▶ [Task set]:
• a. Render this sentence from the Cal-Maine Foods bird flu article into Spanish: "The company remains dedicated to robust biosecurity programs across its locations."
• b. Pick up the Cal-Maine Foods bird flu article after its final sentence and write the next few paragraphs.

▶ [Passage]:
The largest producer and distributor of fresh eggs in the United States has been forced to destroy 1.6 million laying hens and 337,000 pullets because of an outbreak of avian influenza (bird flu).

Cal-Maine Foods also confirmed that it has “temporarily ceased” production at one of its Texas based facilities after it “tested positive” for the virus.

The company said it had culled approximately 3.6% of its total flock as it followed the protocols set out by the  US Department of Agriculture (USDA) in relation to an outbreak of bird flu.

In a statement it said:” Cal-Maine Foods is working to secure production from other facilities to minimize disruption to its customers.

“The company remains dedicated to robust biosecurity programs across its locations.”

Bird flu

However it also warned that no farm is “immune” to bird flu.

▶ [Data shown]:

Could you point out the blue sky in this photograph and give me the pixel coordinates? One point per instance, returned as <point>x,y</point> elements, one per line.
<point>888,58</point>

...

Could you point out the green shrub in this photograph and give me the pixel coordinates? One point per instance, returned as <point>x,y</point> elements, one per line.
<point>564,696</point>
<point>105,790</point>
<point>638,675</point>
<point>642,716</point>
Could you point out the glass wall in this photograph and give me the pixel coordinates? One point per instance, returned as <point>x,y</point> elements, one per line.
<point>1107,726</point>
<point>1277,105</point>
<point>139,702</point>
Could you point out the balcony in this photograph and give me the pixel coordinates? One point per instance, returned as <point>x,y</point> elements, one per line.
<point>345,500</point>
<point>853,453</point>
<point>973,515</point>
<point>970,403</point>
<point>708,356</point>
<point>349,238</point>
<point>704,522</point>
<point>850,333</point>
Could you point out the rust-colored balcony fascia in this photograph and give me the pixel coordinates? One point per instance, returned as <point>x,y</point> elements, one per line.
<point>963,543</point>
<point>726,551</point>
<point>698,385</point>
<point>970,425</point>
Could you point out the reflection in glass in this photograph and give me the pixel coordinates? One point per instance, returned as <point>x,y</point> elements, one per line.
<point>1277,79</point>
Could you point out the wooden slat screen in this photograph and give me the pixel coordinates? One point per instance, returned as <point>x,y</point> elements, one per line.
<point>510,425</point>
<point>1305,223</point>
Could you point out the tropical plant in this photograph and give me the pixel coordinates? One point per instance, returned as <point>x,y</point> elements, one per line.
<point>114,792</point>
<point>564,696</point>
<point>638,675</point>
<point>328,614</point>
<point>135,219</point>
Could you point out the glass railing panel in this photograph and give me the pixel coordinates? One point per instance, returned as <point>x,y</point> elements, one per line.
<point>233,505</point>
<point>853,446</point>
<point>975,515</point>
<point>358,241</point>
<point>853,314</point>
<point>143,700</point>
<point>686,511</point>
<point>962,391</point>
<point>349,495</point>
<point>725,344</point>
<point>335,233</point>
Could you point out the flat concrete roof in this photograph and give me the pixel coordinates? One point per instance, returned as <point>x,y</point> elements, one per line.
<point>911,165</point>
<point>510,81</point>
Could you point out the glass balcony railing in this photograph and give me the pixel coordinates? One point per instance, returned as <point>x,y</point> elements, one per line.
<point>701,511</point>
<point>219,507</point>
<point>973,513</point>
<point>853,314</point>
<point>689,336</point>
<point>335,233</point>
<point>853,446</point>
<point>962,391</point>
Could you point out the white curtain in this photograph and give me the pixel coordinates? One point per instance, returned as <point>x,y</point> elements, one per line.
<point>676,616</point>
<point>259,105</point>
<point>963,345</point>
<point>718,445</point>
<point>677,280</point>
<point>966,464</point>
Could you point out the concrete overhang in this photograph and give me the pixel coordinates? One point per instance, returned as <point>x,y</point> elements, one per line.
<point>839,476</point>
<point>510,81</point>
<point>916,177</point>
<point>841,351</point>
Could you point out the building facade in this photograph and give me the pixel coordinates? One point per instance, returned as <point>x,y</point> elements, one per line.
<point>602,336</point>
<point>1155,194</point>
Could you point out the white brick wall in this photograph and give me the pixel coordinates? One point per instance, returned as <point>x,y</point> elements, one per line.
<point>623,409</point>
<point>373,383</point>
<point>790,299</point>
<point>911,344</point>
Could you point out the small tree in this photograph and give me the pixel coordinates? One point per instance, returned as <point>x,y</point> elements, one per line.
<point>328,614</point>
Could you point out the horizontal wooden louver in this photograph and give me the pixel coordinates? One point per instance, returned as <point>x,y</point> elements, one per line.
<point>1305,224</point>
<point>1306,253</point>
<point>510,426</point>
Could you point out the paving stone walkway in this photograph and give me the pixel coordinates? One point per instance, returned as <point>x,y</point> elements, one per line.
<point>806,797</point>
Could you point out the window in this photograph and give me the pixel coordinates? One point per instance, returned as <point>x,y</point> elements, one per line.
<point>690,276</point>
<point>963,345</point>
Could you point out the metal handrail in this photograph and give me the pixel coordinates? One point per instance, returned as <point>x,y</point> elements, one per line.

▶ [Exercise answers]:
• a. La empresa sigue comprometida con programas sólidos de bioseguridad en todas sus instalaciones.

• b.
It has highlighted that according to the US Centers for Disease Control and Prevention (CDC) the human health risk to the public from associated viruses “is considered to be low”.

Cal-Maine Foods also said that US authorities believe that the virus “cannot be transmitted through safely handled and properly cooked eggs”.

The company has said that it is currently working closely “with federal, state and local government officials and focused industry groups to mitigate the risk of future outbreaks and effectively manage the response”.

The outbreak at Cal-Maine Foods’ facility in Parmer County, Texas, comes in the same week that the CDC confirmed that a person who had contact with dairy cattle in Texas infected with bird flu had also tested positive.

The USDA confirmed last week (March 26) that the virus had been detected in sick cattle in two dairy herds in Texas and two dairy herds in Kansas.

However yesterday (Tuesday, April 2) the department said that bird flu had also been detected in a dairy herd in Idaho – the first known case of bird flu in Idaho.

To date the USDA has confirmed the detection of the virus in dairy herds in Texas (7) Kansas (2), Michigan (1), and New Mexico (1).